[Stored items from a collection]

┌────────

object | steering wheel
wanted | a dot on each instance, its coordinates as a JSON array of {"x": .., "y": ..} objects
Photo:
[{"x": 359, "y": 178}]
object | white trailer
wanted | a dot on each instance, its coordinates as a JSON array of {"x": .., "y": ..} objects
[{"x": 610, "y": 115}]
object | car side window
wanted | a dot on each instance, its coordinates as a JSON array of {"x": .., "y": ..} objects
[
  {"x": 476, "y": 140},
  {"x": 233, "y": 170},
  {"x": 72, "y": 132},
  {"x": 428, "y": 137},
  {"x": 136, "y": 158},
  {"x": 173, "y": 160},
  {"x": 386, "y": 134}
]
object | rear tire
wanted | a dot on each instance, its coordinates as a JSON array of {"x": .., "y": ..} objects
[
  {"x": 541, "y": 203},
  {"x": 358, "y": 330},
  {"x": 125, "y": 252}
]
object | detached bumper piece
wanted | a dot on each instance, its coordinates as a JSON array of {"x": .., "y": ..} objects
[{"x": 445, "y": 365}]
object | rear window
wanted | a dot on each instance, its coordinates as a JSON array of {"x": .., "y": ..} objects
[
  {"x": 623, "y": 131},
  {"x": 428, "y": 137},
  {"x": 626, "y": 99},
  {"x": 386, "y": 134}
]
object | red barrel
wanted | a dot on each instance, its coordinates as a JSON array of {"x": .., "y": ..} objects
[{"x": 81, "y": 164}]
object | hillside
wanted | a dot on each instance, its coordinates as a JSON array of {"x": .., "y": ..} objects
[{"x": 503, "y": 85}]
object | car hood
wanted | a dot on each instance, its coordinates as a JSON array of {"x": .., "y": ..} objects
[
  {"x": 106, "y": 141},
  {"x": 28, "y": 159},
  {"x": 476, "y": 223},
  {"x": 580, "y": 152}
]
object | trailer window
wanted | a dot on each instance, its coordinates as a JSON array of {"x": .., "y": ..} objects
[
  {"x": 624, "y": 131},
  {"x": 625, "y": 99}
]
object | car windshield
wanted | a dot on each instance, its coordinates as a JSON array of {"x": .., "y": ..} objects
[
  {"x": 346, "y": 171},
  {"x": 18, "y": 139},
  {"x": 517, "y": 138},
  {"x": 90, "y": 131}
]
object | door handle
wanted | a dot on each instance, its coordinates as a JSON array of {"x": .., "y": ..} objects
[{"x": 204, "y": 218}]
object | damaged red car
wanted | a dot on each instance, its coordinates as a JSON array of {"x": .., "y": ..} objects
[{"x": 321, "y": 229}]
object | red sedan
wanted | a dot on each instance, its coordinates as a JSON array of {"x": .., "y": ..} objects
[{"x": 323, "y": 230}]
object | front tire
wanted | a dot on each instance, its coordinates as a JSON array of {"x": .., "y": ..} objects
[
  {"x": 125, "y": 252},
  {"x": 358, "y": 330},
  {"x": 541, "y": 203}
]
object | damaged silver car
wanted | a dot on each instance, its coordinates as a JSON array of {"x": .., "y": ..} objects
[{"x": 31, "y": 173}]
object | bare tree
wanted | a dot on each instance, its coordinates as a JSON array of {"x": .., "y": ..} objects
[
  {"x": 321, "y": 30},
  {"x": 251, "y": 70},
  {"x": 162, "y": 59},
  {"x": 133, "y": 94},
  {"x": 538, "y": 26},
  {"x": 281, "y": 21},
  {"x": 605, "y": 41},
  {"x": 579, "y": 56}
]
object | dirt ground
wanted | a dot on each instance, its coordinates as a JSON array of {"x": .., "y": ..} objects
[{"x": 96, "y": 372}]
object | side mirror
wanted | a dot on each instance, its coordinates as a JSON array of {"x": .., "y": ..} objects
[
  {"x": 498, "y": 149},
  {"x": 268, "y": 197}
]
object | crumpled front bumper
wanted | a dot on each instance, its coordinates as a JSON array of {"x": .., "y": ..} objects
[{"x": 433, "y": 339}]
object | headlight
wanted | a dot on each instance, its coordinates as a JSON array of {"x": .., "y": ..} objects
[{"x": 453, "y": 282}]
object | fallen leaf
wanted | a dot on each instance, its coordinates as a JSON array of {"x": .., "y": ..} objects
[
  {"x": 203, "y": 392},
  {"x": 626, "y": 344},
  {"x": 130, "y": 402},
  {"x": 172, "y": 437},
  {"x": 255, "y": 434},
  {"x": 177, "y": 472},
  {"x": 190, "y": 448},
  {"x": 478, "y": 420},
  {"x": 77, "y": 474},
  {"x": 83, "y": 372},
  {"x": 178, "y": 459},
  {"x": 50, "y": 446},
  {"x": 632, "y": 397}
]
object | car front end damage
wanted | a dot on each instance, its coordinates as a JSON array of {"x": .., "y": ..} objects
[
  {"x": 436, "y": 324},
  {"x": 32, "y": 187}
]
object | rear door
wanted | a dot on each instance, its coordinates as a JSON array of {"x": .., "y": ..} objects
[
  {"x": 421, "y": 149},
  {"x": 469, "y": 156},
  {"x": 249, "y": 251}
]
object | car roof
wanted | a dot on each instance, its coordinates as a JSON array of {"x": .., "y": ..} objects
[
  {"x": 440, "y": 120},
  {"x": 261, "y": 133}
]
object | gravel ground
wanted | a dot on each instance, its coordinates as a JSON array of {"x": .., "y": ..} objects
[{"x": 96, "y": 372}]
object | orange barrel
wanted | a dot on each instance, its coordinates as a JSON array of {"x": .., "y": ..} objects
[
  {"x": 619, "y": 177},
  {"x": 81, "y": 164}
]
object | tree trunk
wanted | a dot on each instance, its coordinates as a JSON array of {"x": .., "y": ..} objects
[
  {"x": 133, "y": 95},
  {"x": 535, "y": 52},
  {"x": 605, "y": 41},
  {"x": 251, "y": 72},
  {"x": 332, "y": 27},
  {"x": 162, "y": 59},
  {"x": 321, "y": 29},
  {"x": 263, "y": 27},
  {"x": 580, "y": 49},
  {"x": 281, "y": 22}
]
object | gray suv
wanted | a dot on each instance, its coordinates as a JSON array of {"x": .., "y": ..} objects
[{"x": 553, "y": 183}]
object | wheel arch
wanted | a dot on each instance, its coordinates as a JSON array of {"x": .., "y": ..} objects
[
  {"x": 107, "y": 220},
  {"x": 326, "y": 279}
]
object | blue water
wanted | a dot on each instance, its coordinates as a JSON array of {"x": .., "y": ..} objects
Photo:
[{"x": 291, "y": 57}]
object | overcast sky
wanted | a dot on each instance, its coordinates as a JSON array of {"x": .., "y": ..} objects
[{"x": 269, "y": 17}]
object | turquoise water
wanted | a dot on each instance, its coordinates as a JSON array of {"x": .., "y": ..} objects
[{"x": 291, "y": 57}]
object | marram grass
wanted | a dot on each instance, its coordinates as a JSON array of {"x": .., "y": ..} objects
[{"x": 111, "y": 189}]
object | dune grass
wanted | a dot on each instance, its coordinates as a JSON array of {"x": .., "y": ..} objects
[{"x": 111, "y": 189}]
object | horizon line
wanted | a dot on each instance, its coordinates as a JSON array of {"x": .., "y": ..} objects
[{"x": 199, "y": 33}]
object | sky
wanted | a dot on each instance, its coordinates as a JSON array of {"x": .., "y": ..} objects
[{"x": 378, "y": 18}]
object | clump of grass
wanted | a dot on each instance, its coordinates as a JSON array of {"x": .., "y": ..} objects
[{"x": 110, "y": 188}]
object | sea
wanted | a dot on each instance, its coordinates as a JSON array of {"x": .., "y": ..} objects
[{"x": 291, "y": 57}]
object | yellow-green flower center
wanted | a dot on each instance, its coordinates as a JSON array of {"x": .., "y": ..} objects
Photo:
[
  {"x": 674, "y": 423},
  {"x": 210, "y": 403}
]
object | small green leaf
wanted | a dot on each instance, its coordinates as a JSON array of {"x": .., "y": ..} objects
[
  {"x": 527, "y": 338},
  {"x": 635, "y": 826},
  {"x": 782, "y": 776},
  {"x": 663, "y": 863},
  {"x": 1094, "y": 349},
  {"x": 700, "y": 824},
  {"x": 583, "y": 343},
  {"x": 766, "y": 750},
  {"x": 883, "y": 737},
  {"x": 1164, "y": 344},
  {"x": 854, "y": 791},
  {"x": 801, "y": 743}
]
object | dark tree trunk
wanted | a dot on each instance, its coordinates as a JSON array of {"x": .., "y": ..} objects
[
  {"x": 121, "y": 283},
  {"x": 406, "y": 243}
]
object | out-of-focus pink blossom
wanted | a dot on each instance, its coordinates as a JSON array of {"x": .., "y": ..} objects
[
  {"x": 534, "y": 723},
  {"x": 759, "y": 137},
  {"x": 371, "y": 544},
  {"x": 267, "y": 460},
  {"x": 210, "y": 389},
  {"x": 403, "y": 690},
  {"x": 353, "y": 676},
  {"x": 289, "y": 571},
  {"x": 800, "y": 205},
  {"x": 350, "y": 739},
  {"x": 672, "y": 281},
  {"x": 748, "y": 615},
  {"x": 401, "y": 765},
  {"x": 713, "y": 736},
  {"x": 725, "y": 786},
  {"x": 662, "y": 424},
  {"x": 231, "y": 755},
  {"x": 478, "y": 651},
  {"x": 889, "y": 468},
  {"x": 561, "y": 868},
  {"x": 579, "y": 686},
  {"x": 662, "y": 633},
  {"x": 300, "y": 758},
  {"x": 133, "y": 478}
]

└────────

Exercise directions> What are the lines, exactly as written above, from the line with "object | red barrel" to the line with "object | trailer window", both included? Output only those.

Response>
object | red barrel
wanted | a dot on each instance, its coordinates as a JSON array of {"x": .., "y": ..} objects
[{"x": 81, "y": 164}]
object | hillside
wanted | a dot on each instance, its coordinates as a JSON array of {"x": .., "y": ..} objects
[{"x": 503, "y": 85}]
object | car hood
wanted | a dot on each instance, its coordinates as a JSON array of {"x": .., "y": ..} objects
[
  {"x": 106, "y": 141},
  {"x": 28, "y": 159},
  {"x": 476, "y": 223},
  {"x": 580, "y": 152}
]
object | trailer window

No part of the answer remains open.